TASK REQUIREMENTS –
A. From the passage on Republication, output the text between "I would argue" and "securing the blessing.", inclusive.
B. Answer these questions from the passage on Republication:
(i) How many years after the promise did the Mosaic covenant come?
(ii) Which verse is cited for the first promise of the gospel after the Fall?
(iii) What did Israel have to be in order to retain the land?
C. In the passage on Republication, recast the paragraph beginning "Republication depends on the notion" as a short list that keeps its main facts.

I would argue that Republication is taught by Paul in Galatians 3. The Judaizers viewed the Mosaic covenant as an addition to the Abrahamic covenant showing, as claimed, that the blessing must be received by obeying the Mosaic law. But Paul corrects them by explaining that the Abrahamic covenant is fundamentally a gracious, promissory covenant in which the blessing is received by faith. Although the Mosaic covenant (“the law”) came 430 years after the promise, it did not annul the prior Abrahamic covenant of promise ratified by God’s self-maledictory oath. Why then the law? It was “added” (top layer) until the Seed should come, who would be born under it to bear its curse and fulfill its demands in our place, thereby securing the blessing.
Republication depends on the notion that the old covenant order was composed of two layers: the national-typological (upper) layer and the personal-soteriological (lower) layer. At the lower layer, the old testament saints were saved by faith in the Messiah to come as part of the one covenant of grace that begins with the first promise of the gospel after the Fall (Gen 3:15) and continues unbroken into the new covenant. The works principle in the old covenant, the probationary arrangement akin to the Adamic covenant of works, was confined to the upper, national-typological layer. National Israel, as a corporate Adam, was on probation in the land. Israel had to be righteous in order to retain the land. But where does Kline get this idea of the two layers? It comes from the concept of two-level fulfillment.

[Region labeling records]

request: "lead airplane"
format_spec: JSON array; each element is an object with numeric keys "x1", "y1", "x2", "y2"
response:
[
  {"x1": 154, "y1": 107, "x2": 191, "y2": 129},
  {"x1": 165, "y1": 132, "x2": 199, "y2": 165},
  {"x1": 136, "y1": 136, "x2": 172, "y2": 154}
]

RESPONSES BY TASK –
A.
I would argue that Republication is taught by Paul in Galatians 3. The Judaizers viewed the Mosaic covenant as an addition to the Abrahamic covenant showing, as claimed, that the blessing must be received by obeying the Mosaic law. But Paul corrects them by explaining that the Abrahamic covenant is fundamentally a gracious, promissory covenant in which the blessing is received by faith. Although the Mosaic covenant (“the law”) came 430 years after the promise, it did not annul the prior Abrahamic covenant of promise ratified by God’s self-maledictory oath. Why then the law? It was “added” (top layer) until the Seed should come, who would be born under it to bear its curse and fulfill its demands in our place, thereby securing the blessing.

B.
(i) 430 years
(ii) Gen 3:15
(iii) Righteous

C.
- Republication rests on the idea that the old covenant order had two layers: a national-typological (upper) layer and a personal-soteriological (lower) layer.
- At the lower layer, old testament saints were saved by faith in the coming Messiah, within the one covenant of grace. That covenant begins with the first gospel promise after the Fall (Gen 3:15) and runs unbroken into the new covenant.
- The old covenant's works principle, a probationary arrangement like the Adamic covenant of works, was confined to the upper layer.
- National Israel, as a corporate Adam, was on probation in the land and had to be righteous to retain it.
- Kline's idea of the two layers comes from the concept of two-level fulfillment.